# [Set problem A]
Reproduce the Bava Kamma passage from "Rish Lakish derives" to "applies the salt.".
# [Set problem B]
According to Ben Yehoyadah in the Bava Kamma passage, why is one who deprives himself of wine or any food regarded as a sinner? Answer in one to three sentences.

Thursday, April 02, 2009

Abstaining from Wine

Rabbi Elozar HaKappar asks (Bava Kamma 91) : What does the verse mean when it says, “and he shall atone for him for having sinned on his soul?” What “soul” did he “sin” against? It must be referring to the fact that he pained himself by abstaining from wine. This additionally teaches us that if this person who merely abstained from wine is called a sinner, someone who abstains from many things is certainly a sinner.

Ben Yehoyadah explains why one who deprives himself from wine or any food is regarded as a sinner. Portions of one’s soul are contained within foods and drinks. When one recites a blessing before eating these foods, he can cause a remedy for those parts of the soul, and through his blessing, they will be able to go to their rightful place. It emerges that one who declares himself to be a nazir and therefore refrains from eating grapes or drinking wine, is sinning regarding his soul, for now his soul will remain deficient.

Furthermore, there are many mitzvos where wine is required, such as kiddush on Shabbos and Yom Tov, havdalah, birkas hamazon, bris milah and sheva brochos. Chazal established the mitzvos in this manner in order to rectify the sin of Adam Harishon, which was with wine. One who vows to be a nazir and therefore abstains from drinking wine causes anguish to his soul.

Read more!

Afflictions Purge a Person's Sins

The Gemora (Bava Kamma 91) states that if a master knocks out the tooth of his slave, or if he blinds his eye, he must release the slave.

It is noteworthy that Rabbi Yochanan in the Gemora in Brochos (5a) derives from here that a person is considered fortunate if Hashem inflicts him. It is taught through a kal vachomer as follows: If the loss of a tooth or an eye, which is only one of the limbs in a person’s body, nevertheless, a slave gains his freedom because of it, then afflictions, which cleanse the person’s entire body, should certainly free a person from sin because of them!

Rish Lakish derives this same lesson from a different source. He says: The word covenant is written with respect to salt and the word covenant is written with respect to afflictions. Just as salt sweetens the meat, so too, afflictions will cleanse a person from his sins.

The Bobover Rebbe in Kedushas Tziyon notes that there is a distinction between the two expositions. According to Rabbi Yochanan, the afflictions will only cleans a person if they emanate from Heaven, similar to the halachos of a slave, where he will only be set free if his master knocks out his tooth or eye. He will not gain his freedom if someone else injures him. However, according to Rish Lakish, any type of afflictions will cleanse him, in the same manner as the salt sweetening the meat. It makes no difference as to who applies the salt.

# [Material]
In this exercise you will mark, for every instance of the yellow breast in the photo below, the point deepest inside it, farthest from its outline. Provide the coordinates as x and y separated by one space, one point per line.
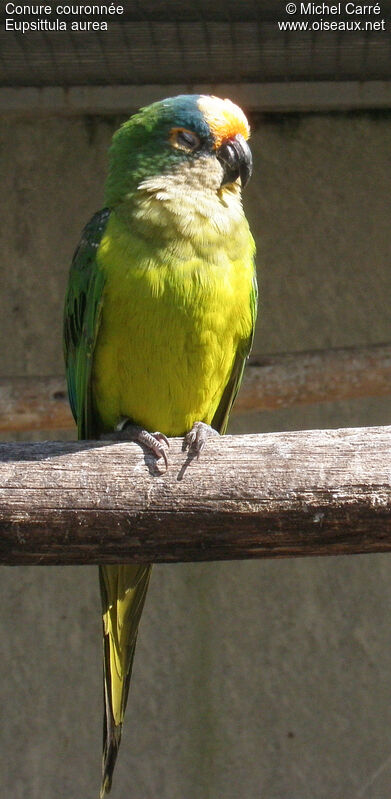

# [Answer A]
Rish Lakish derives this same lesson from a different source. He says: The word covenant is written with respect to salt and the word covenant is written with respect to afflictions. Just as salt sweetens the meat, so too, afflictions will cleanse a person from his sins.

The Bobover Rebbe in Kedushas Tziyon notes that there is a distinction between the two expositions. According to Rabbi Yochanan, the afflictions will only cleans a person if they emanate from Heaven, similar to the halachos of a slave, where he will only be set free if his master knocks out his tooth or eye. He will not gain his freedom if someone else injures him. However, according to Rish Lakish, any type of afflictions will cleanse him, in the same manner as the salt sweetening the meat. It makes no difference as to who applies the salt.

# [Answer B]
Portions of a person's soul are contained within foods and drinks, and reciting a blessing before eating them remedies those parts so they can go to their rightful place. One who refrains from them, such as a nazir avoiding grapes and wine, therefore sins regarding his soul, because his soul remains deficient.